### ACTION ITEM
Print every line of the material exactly.

### GIVEN DATA
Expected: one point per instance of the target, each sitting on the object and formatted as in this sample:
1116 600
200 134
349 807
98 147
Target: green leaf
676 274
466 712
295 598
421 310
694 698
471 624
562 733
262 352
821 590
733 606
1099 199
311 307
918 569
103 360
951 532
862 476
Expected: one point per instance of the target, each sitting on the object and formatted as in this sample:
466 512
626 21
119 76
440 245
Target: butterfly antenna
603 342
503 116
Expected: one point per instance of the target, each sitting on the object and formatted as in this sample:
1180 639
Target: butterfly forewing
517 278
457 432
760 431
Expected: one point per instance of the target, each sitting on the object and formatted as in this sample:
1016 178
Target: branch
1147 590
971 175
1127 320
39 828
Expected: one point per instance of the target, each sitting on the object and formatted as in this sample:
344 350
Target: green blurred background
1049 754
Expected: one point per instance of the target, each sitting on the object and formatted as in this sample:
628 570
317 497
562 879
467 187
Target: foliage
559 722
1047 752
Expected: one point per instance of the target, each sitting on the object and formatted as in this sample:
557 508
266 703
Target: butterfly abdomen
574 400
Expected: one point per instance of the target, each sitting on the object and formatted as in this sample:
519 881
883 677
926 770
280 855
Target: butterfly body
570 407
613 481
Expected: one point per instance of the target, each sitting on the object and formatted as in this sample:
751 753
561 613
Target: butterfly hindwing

### FINAL ANSWER
Expected: one point per instance of the target, each sitting on the object and formatted as in this sample:
1116 600
200 134
349 807
98 147
Target: green leaf
676 274
466 712
295 598
421 310
694 698
471 624
562 733
262 352
821 590
733 606
1099 199
311 307
918 569
103 360
951 532
862 476
Expected: one point per instance of the target, each sitting on the object and formatted as in this sample:
466 512
626 21
119 76
440 245
Target: butterfly antenna
603 342
503 116
Expected: one point per instance of the target, each sitting on the object and formatted as in this sample:
1180 639
Target: butterfly forewing
517 278
457 432
760 431
Expected: one point per instance of the target, each sitting on the object and formatted as in this sample:
1016 178
Target: branch
1147 590
971 175
1127 320
39 828
Expected: one point per instance of the target, each sitting on the object and formatted as in this sample:
344 350
Target: green blurred background
1049 754
Expected: one point per instance of the target, each sitting on the object and formatted as in this sample:
628 570
317 497
562 879
467 187
Target: foliage
559 722
1047 752
Expected: one point per instance of the target, each sitting on the object and formatted as in this sample:
557 508
266 703
Target: butterfly abdomen
574 400
Expected: one point per instance of the target, each sitting on the object and formatted as in this sample:
519 881
883 677
926 770
280 855
Target: butterfly body
570 407
613 481
Expected: one point per instance of the target, each sitting on the object and formatted as in this sample:
751 753
561 613
Target: butterfly hindwing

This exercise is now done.